* start EXCERPTED DATA *

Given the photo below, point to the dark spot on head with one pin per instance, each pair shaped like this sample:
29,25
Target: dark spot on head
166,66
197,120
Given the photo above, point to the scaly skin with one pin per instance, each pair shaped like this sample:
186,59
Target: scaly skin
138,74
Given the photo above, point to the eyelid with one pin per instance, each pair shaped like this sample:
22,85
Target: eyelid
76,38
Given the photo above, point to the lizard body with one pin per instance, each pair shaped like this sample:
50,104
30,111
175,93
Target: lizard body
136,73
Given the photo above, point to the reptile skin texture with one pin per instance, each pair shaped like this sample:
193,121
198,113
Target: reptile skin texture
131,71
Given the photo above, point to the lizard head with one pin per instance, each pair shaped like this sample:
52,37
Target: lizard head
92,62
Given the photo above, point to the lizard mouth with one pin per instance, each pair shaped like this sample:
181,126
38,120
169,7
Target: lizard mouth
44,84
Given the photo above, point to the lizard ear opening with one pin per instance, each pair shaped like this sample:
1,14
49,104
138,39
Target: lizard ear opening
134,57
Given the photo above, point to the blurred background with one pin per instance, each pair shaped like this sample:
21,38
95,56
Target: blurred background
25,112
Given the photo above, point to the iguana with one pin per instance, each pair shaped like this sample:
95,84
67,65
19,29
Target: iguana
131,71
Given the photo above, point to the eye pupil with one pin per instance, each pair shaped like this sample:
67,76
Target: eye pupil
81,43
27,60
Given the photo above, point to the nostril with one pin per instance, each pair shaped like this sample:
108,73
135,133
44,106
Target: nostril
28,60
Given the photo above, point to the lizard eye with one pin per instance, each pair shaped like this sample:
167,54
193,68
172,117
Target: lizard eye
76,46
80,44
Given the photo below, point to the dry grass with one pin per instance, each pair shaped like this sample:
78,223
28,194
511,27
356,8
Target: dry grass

* end EXCERPTED DATA *

◆ **INSTRUCTIONS TO FOLLOW**: Recopy all the lines exactly as they appear.

◆ **EXERCISE SOLUTION**:
Given the photo below, point to the dark spot on head with one pin per instance, each pair shaped like this sample:
29,25
Target: dark spot on head
166,66
197,120
Given the photo above, point to the scaly skin with one pin per instance, each pair shaped like this sample:
186,59
Target: scaly skin
138,74
Given the photo above, point to the eyelid with one pin per instance, each pair shaped like this sample:
22,85
Target: eyelid
76,38
Given the photo above, point to the lizard body with one pin per instance, each pair shaped like this sample:
50,104
30,111
175,93
Target: lizard body
136,73
Given the photo above, point to the reptile skin texture with one pin per instance, each pair shaped like this sample:
193,121
198,113
Target: reptile skin texture
131,71
Given the photo above, point to the lizard head with one pin per instance, each pair shaped like this sample:
52,37
Target: lizard head
92,62
Given the photo above, point to the lizard mouth with one pin per instance, each pair shaped like this sample:
181,126
38,120
169,7
Target: lizard mouth
44,84
Given the photo above, point to the lizard ear opening with one pin per instance, each pair shaped like this sample:
1,14
49,104
138,39
Target: lizard ear opening
134,57
Given the photo above, point to the blurred background with one pin per instance, each pair shaped like this sample:
21,38
95,56
Target: blurred background
25,112
Given the photo above, point to the iguana with one pin per instance, each pair shaped like this sample:
95,84
67,65
19,29
Target: iguana
131,71
Given the photo above, point to the eye pupil with one pin per instance, each pair shaped like this sample:
67,76
Target: eye pupil
81,43
27,60
Given the photo above, point to the nostril with one pin per instance, each pair shaped like this sample:
108,73
135,133
44,106
Target: nostril
28,60
Given the photo above, point to the lizard eye with one pin per instance, each pair shaped like this sample:
167,54
193,68
172,117
Target: lizard eye
76,46
80,44
Given the photo below, point to the dry grass with one pin per instance, each pair shaped like this sample:
78,223
28,194
511,27
356,8
Target: dry grass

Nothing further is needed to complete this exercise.